**Objective 1:** Duplicate the portion of the bamboo passage below that opens with the words containing "About a week" and closes with "out 3 tweets.".

**Selected passage:**
Bamboo-zled

About a week ago, my Yahoo home page had an article from the online version of the Wall Street Journal that was sensationally titled something like “A Plant that Comes with Jail Time,” or some such thing.

It may have gotten folks’ attention, and if it did, that’s a good thing because bamboo is really no laughing matter. I tweeted about it at the time, but the matter really needs more than 140 characters–and even then I put out 3 tweets.

The article was primarily about running bamboo, a plant which has now been banned in my home state of Connecticut. That may sound extreme, but I remember back in my retail gardening days, we had a lovely stand of yellow bamboo on the property where I worked. Customers would ask about it and I was always very careful to note that the owner had sunk a concrete barrier 3′ into the ground to assure that the bamboo would remain contained. Folks were decidedly less in love with the plant after I mentioned that and I never did sell one plant.

**Objective 2:** Report how many lines in the records below contain the string "each", matching case exactly, and give only the number.

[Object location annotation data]
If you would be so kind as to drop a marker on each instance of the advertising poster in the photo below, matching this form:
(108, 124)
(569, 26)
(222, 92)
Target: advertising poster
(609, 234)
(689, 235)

--

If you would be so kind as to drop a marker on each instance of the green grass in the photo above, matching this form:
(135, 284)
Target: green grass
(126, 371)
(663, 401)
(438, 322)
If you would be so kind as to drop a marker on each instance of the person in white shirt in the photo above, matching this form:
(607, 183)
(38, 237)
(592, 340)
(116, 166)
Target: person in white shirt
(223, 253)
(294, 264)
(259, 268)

==

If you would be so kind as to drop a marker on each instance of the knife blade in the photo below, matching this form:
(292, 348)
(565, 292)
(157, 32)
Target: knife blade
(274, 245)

**Problem solution 1:**
About a week ago, my Yahoo home page had an article from the online version of the Wall Street Journal that was sensationally titled something like “A Plant that Comes with Jail Time,” or some such thing.

It may have gotten folks’ attention, and if it did, that’s a good thing because bamboo is really no laughing matter. I tweeted about it at the time, but the matter really needs more than 140 characters–and even then I put out 3 tweets.

**Problem solution 2:** 4